→ Work instructions
1. Repeat word for word the part of the microphone array passage starting at "The beamforming signal processing circuit 405 comprises" and ending at "the array 300.".
2. According to the microphone array passage, what four parts make up the beamforming signal processing circuit 405?

FIG. 4 depicts a hybrid horn microphone array processing block diagram 400, in accordance with various aspects of the subject technology. The microphone array 300 (shown in FIG. 3) may further comprise the hybrid horn microphone array processing block diagram 400 to process the electrical signals generated by the instrument 120 (shown in FIGS. 1 and 2) of each microphone 100. In one aspect, the functions and operations depicted in the hybrid horn microphone array processing block diagram 400 may be performed by components mounted to the array 300, components located at a remote location, or at an output device as discussed further below.

The hybrid horn microphone array processing block diagram 400 comprises a beamforming signal processing circuit 405 for creating a high-sensitivity and anti-aliasing microphone array 300. The beamforming signal processing circuit 405 is electrically coupled to each microphone 100 and is configured to receive the electrical signals from each instrument 120. The beamforming signal processing circuit 405 is further configured to create beam signals corresponding to each microphone 100 based on the respective electrical signals. In some aspects, the beam signals are indicative of a location of a source of the sound waves detected by each microphone 100.

The beamforming signal processing circuit 405 comprises a crossover filter 410, a delaying circuit 420, a processor 430, and a mixer 440. Each electrical signal from the microphones 100A-N passes through respective cross over filters 410A-N. Each crossover filter 410A-N is configured to convert the respective electrical signals from the microphone 100A-N to a first signal 412 and a second signal 414, with the first and second signals, 412 and 414 respectively, having different frequencies or sub-bands. For example, the frequency of each respective first signal 412 may be below 2 kHz and the frequency of each respective second signal 414 may be above 2 kHz. In one aspect, the crossover frequency can be adapted to the size of the horn portion 105 (as shown in FIG. 2) of the microphone 100 in the array 300.

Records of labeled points
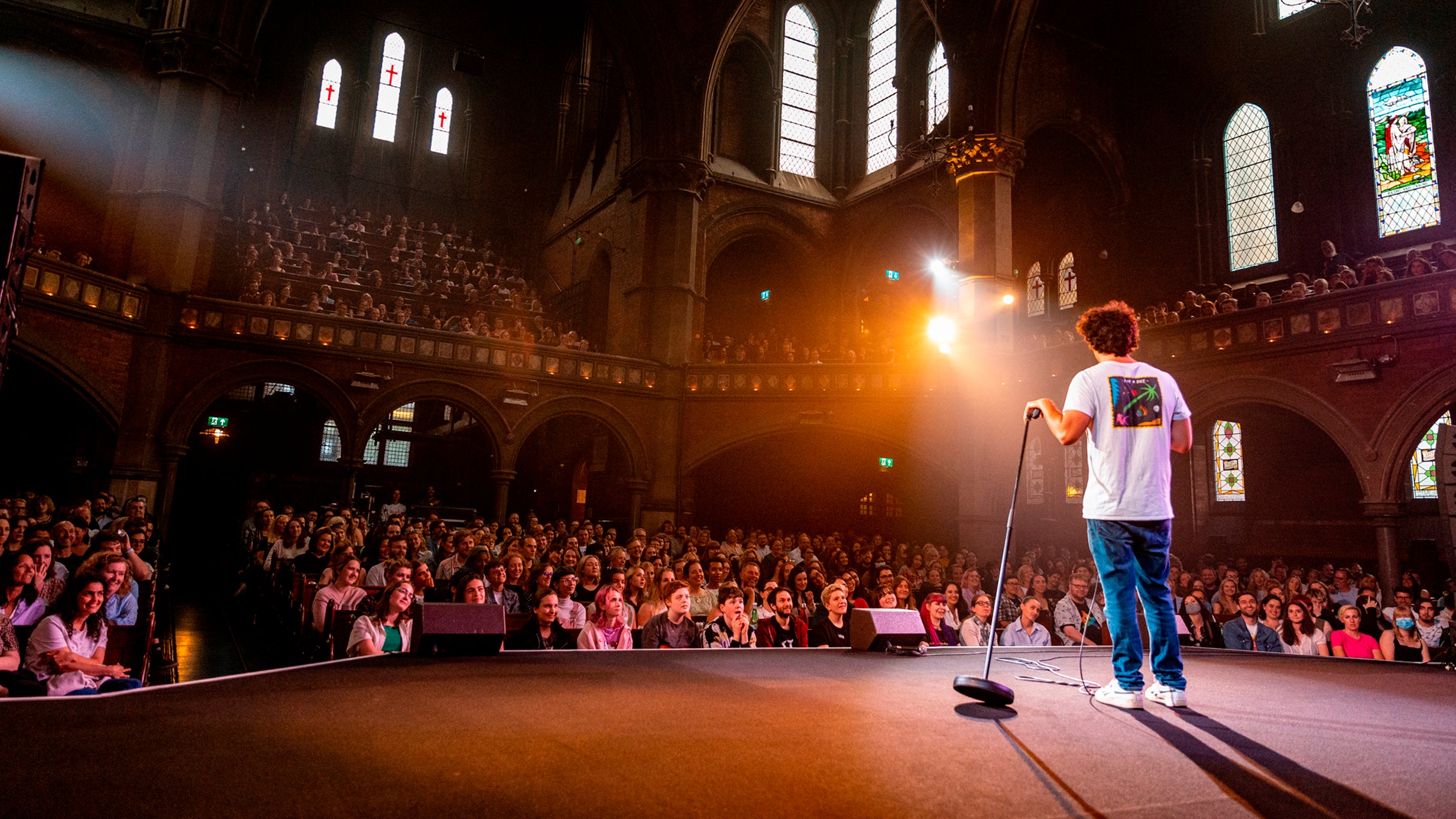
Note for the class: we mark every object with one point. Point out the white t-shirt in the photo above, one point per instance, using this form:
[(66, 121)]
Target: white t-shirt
[(1133, 408)]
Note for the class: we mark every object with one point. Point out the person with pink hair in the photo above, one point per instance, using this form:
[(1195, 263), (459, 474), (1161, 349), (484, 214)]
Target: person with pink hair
[(932, 614), (606, 629)]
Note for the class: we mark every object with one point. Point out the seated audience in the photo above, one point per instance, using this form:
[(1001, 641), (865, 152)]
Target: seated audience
[(388, 628), (67, 650)]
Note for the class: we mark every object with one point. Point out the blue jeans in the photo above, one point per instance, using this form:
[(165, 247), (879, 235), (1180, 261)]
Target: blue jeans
[(107, 687), (1132, 557)]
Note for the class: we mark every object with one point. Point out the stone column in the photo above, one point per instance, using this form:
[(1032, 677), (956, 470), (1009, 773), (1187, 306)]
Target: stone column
[(666, 194), (985, 166), (1386, 518), (503, 492)]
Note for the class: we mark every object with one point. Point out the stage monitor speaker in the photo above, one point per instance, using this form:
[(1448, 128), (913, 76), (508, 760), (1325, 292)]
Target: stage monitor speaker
[(19, 190), (873, 629), (460, 629), (469, 62)]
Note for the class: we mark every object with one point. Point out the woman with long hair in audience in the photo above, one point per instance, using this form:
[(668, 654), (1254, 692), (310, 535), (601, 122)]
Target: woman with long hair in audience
[(1352, 642), (21, 601), (1403, 642), (67, 650), (344, 591), (1299, 632), (932, 616), (1199, 632), (607, 628), (980, 628), (50, 580), (387, 629), (904, 597), (654, 604)]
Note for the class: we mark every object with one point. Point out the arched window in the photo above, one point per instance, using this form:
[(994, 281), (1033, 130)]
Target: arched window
[(800, 108), (440, 125), (1066, 283), (1036, 292), (329, 94), (331, 446), (1248, 179), (881, 115), (391, 74), (1403, 145), (937, 89), (1423, 463), (1228, 460)]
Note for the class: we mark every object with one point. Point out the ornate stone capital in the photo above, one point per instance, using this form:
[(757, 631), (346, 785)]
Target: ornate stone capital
[(666, 176), (176, 52), (985, 153)]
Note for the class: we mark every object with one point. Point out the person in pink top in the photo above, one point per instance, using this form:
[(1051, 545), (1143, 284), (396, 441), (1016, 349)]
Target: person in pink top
[(1352, 642)]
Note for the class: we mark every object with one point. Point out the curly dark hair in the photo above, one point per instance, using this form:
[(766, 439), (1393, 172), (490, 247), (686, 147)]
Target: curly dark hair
[(1110, 329)]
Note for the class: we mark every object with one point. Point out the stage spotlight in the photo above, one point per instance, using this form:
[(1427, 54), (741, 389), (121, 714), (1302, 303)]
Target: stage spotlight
[(942, 332)]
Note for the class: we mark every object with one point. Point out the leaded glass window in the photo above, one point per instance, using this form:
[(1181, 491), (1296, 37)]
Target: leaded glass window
[(391, 74), (329, 91), (1074, 464), (881, 139), (331, 446), (1036, 292), (798, 111), (440, 125), (1228, 460), (1066, 283), (1403, 145), (1248, 178), (1290, 8), (1423, 463), (937, 89)]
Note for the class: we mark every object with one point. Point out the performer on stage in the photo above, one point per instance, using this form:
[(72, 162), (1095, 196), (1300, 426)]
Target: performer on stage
[(1135, 413)]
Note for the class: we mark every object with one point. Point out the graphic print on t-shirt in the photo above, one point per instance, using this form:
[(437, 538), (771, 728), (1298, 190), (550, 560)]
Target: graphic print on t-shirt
[(1136, 402)]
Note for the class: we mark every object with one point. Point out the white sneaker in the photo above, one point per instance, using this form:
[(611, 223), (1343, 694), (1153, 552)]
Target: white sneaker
[(1119, 697), (1167, 696)]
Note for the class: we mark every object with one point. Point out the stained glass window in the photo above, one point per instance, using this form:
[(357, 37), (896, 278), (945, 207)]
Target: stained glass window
[(440, 125), (1036, 475), (1403, 145), (391, 70), (1066, 283), (1036, 292), (331, 446), (798, 112), (1074, 464), (881, 139), (1290, 8), (937, 89), (1228, 460), (329, 94), (1248, 173), (1423, 463)]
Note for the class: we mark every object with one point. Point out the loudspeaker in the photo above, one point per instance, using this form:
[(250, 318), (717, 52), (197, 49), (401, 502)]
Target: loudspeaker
[(19, 190), (460, 629), (873, 629)]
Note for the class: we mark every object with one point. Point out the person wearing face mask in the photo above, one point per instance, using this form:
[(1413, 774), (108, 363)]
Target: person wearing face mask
[(1404, 642)]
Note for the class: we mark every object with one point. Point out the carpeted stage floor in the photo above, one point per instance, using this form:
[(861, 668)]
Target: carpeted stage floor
[(753, 734)]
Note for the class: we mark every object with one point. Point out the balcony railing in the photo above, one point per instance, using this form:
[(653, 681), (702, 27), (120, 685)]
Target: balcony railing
[(407, 344), (1400, 306), (80, 289)]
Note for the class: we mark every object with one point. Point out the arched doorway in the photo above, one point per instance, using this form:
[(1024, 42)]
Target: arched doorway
[(573, 467), (430, 444), (822, 481), (60, 440)]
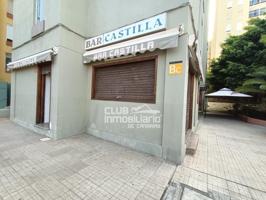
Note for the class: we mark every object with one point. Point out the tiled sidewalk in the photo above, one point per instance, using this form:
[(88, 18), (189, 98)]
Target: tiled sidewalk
[(230, 162), (81, 167)]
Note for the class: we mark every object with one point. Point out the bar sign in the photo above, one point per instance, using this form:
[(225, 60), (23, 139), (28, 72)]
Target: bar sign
[(175, 68)]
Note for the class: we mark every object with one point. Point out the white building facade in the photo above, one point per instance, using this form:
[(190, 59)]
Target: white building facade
[(113, 69)]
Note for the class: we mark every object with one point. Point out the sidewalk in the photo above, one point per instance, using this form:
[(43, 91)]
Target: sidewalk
[(81, 167), (230, 162)]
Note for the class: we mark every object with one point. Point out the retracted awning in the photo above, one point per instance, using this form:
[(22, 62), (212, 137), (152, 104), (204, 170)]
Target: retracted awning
[(44, 56), (161, 40)]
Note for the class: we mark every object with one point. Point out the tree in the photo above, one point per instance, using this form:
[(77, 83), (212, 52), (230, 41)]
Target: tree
[(242, 63)]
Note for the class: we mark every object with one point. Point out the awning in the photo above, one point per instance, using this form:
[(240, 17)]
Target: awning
[(162, 40), (225, 92), (44, 56)]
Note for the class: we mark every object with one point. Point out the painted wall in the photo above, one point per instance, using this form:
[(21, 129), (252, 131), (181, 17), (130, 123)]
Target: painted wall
[(72, 84), (73, 111), (4, 20), (169, 140)]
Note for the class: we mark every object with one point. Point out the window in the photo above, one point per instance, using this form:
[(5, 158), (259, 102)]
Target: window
[(8, 59), (254, 13), (228, 28), (10, 7), (258, 12), (239, 26), (263, 11), (254, 2), (133, 81), (39, 10), (9, 35), (9, 32), (229, 4)]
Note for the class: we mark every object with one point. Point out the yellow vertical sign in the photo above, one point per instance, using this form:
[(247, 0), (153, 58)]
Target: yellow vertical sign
[(175, 68)]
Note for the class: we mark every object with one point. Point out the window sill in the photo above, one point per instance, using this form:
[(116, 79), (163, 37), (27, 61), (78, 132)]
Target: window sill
[(38, 28)]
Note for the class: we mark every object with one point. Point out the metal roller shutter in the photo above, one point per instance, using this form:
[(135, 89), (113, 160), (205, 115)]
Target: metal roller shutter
[(134, 82)]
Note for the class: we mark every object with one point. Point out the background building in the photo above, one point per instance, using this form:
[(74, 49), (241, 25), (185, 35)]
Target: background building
[(6, 37), (257, 8), (230, 19)]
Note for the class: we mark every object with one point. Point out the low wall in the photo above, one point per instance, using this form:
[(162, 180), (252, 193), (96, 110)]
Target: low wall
[(252, 120)]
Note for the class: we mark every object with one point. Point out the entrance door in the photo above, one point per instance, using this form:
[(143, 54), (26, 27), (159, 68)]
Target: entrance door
[(47, 98), (43, 94)]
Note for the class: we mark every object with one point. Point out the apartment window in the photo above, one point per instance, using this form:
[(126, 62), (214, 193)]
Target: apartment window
[(258, 12), (254, 13), (132, 81), (228, 28), (9, 35), (263, 11), (239, 26), (39, 10), (10, 9), (254, 2), (8, 59), (229, 4)]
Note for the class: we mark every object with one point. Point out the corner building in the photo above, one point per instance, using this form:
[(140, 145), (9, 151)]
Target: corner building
[(124, 71)]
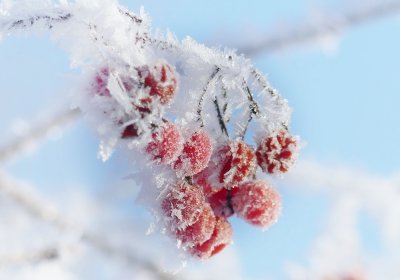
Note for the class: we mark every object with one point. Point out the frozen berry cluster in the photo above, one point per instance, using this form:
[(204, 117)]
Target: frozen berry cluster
[(214, 180)]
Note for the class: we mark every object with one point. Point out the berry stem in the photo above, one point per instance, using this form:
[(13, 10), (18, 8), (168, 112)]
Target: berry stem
[(229, 201), (253, 109), (220, 118), (225, 107), (201, 101)]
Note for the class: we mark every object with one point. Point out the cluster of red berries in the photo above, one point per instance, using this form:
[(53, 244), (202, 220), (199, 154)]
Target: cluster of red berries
[(216, 185), (148, 89), (212, 183)]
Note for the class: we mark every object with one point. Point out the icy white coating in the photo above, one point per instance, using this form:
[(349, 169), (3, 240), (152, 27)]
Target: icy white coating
[(217, 91), (102, 34)]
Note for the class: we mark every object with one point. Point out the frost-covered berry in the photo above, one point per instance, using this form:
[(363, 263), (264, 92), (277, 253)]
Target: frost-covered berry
[(200, 231), (277, 152), (238, 162), (101, 81), (221, 201), (182, 205), (166, 144), (130, 131), (161, 81), (220, 238), (257, 203), (195, 155)]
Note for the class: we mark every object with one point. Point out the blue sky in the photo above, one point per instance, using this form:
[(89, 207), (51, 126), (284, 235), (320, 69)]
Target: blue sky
[(345, 105)]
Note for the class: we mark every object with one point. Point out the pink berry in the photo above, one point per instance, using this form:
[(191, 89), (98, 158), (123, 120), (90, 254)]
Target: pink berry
[(166, 145), (220, 238), (183, 205), (257, 203), (161, 80), (200, 231), (277, 152), (195, 155), (130, 131), (238, 162)]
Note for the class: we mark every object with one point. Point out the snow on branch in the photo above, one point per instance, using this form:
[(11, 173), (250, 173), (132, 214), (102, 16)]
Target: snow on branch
[(29, 257), (36, 133), (158, 99), (40, 209), (324, 26)]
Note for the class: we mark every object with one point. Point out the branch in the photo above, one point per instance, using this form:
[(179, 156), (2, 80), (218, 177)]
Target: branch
[(46, 254), (40, 210), (201, 101), (332, 25), (220, 118), (47, 20), (36, 134)]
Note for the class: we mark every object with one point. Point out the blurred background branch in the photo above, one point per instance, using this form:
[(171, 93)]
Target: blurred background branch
[(36, 133)]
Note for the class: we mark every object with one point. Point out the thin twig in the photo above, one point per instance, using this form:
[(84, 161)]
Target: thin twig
[(330, 26), (46, 254), (254, 109), (37, 133), (48, 20), (39, 209), (201, 101), (220, 118)]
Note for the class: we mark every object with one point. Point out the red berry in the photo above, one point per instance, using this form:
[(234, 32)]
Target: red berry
[(277, 152), (166, 145), (183, 205), (101, 81), (195, 154), (238, 162), (200, 231), (220, 238), (257, 203), (130, 131), (161, 81)]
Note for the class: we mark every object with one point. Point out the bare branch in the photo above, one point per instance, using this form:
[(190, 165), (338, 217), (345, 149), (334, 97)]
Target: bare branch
[(36, 134), (46, 254), (48, 20), (332, 25), (41, 210)]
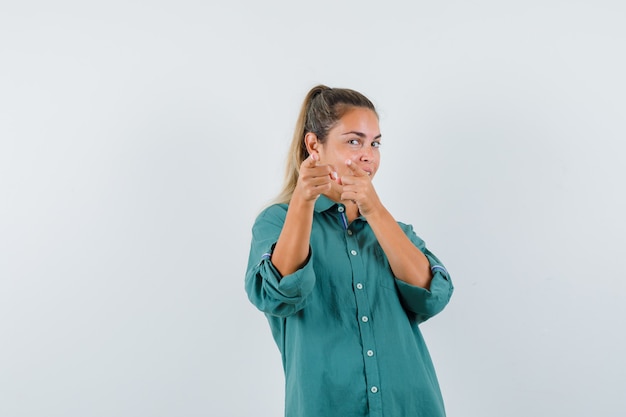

→ Worked answers
1.
The beamforming signal processing circuit 405 comprises a crossover filter 410, a delaying circuit 420, a processor 430, and a mixer 440. Each electrical signal from the microphones 100A-N passes through respective cross over filters 410A-N. Each crossover filter 410A-N is configured to convert the respective electrical signals from the microphone 100A-N to a first signal 412 and a second signal 414, with the first and second signals, 412 and 414 respectively, having different frequencies or sub-bands. For example, the frequency of each respective first signal 412 may be below 2 kHz and the frequency of each respective second signal 414 may be above 2 kHz. In one aspect, the crossover frequency can be adapted to the size of the horn portion 105 (as shown in FIG. 2) of the microphone 100 in the array 300.

2. A crossover filter 410, a delaying circuit 420, a processor 430, and a mixer 440.